**ASSIGNED TASK:** In the article on car insurer payouts below, how much did motor insurers pay out in 2010? Please answer from the article alone.

**SOURCE TEXT:**

■ ■ ■ ■

Numbers adding up for car insurers

Car insurers paid out £2.41bn less in 2014 than in 2010, according to figures released by the Association of British Insurers (ABI).

It reports that motor insurers paid out £8.3bn in 2010 compared to £5.9bn last year.

And the numbers should make even better reading in the future following the commitment made by Chancellor of the Exchequer George Osborne in his Autumn Statement to reduce fraudulent minor injury claims.

Government figures say that minor injury claims cost the insurance industry about £2bn each year. By banning compensation for minor whiplash injuries and increasing the threshold from £1,000 to £5,000 for personal injury lawyers to take cases to the small claims court, that figure is expected to come down to £1bn.

Aviva CEO Mark Wilson said Osborne’s changes would ‘end the fraud pandemic’, but personal injury lawyers Thompson Solicitors believes motor insurers have exaggerated the problem.

However, Thompsons Solicitors says claims costs for insurers have been falling significantly in the last five years, but exaggerations of a whiplash claims problem has been used to ‘attack the rights of honest motorists’ and meant huge profits and dividend windfalls for the major motor insurers and their shareholders.

Tom Jones, head of policy at Thompsons, said, ‘Most of the car insurers are making record profits and seeing their share prices hit records highs, outperforming the rest of the stock market.

‘Meanwhile, premiums have increased 9.2 per cent in the last year, and motorists are threatened with legal changes that will mean they will either see less compensation because they will have to pay for their lawyer from their damages or they will have to take on insurers on their own if they are unfortunate enough to suffer a road accident.

‘On the evidence of the past few years, the government’s legal changes will deliver only one thing – a continued profits bonanza for the car insurers.’

■ ■ ■ ■

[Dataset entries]
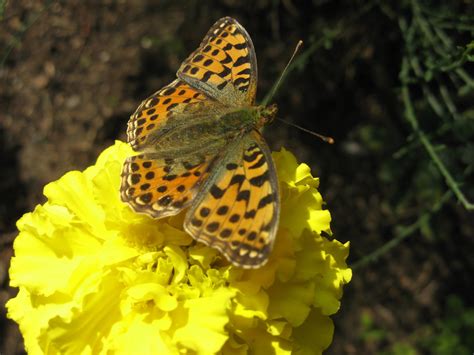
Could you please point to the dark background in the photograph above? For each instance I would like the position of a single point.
(72, 72)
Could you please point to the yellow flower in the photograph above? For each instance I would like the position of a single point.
(95, 277)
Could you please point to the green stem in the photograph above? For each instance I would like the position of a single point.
(401, 235)
(411, 117)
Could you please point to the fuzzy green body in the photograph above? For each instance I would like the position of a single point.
(206, 133)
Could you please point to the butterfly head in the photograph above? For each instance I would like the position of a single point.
(266, 114)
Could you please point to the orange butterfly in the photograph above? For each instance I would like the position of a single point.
(200, 146)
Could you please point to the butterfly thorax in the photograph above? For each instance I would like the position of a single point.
(266, 114)
(205, 133)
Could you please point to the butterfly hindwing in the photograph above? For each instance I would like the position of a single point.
(237, 210)
(225, 65)
(162, 187)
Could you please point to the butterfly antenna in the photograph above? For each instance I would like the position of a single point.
(326, 139)
(269, 96)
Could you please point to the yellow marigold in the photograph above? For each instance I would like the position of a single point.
(95, 277)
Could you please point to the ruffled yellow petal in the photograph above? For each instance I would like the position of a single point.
(97, 278)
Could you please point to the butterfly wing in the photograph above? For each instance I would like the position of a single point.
(237, 209)
(156, 183)
(225, 65)
(156, 111)
(162, 187)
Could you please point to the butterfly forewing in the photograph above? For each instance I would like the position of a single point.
(224, 66)
(237, 210)
(154, 112)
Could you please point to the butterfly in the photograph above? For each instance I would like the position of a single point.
(200, 145)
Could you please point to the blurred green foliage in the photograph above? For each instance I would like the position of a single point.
(451, 334)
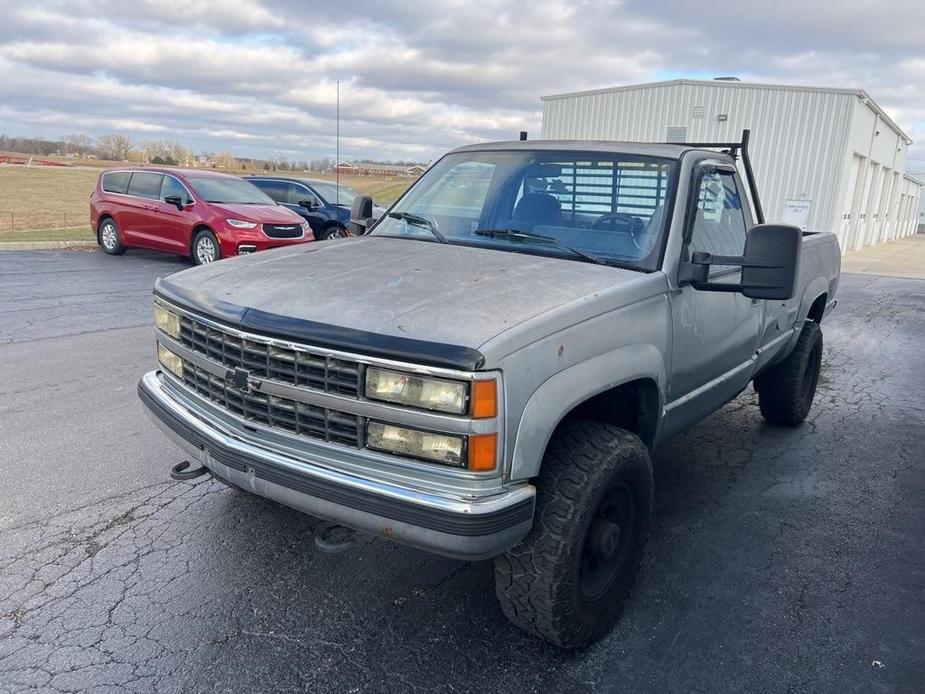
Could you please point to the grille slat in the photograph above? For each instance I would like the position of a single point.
(283, 231)
(298, 368)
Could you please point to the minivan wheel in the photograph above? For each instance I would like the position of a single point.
(110, 239)
(568, 579)
(334, 232)
(205, 248)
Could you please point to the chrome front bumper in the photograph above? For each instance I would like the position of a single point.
(455, 527)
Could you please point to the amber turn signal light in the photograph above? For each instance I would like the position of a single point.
(482, 450)
(484, 399)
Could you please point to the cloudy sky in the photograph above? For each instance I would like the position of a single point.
(258, 76)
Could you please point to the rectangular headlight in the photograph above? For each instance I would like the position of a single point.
(166, 321)
(417, 391)
(440, 448)
(170, 361)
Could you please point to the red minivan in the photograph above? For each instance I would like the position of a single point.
(201, 214)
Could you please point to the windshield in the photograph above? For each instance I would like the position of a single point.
(228, 190)
(335, 194)
(589, 206)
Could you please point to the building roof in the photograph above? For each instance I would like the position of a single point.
(735, 84)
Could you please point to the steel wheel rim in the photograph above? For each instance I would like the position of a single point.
(607, 543)
(205, 250)
(108, 236)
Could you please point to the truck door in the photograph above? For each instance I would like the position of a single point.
(715, 334)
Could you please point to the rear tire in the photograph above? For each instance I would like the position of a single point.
(787, 389)
(567, 581)
(205, 248)
(110, 237)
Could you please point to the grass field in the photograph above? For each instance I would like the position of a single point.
(50, 203)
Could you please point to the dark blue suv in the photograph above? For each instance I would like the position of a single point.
(324, 204)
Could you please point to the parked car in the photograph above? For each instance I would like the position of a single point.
(201, 214)
(324, 204)
(496, 359)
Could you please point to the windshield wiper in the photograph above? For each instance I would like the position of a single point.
(529, 236)
(418, 221)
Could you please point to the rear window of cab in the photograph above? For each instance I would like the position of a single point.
(116, 182)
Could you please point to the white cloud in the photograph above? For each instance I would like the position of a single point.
(416, 79)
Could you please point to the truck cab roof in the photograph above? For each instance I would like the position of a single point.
(653, 149)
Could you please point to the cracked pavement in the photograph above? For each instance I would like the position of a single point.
(780, 560)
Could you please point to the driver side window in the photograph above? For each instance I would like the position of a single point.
(718, 225)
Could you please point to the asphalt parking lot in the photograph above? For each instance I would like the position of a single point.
(780, 560)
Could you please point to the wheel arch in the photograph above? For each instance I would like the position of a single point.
(625, 387)
(817, 308)
(196, 229)
(102, 217)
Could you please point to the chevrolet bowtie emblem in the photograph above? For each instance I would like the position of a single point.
(238, 378)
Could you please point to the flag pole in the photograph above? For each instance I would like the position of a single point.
(337, 150)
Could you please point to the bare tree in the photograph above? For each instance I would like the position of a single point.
(115, 146)
(224, 160)
(78, 143)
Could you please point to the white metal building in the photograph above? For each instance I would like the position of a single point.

■ ■ ■ ■

**RESULT OF THE EXERCISE:** £8.3bn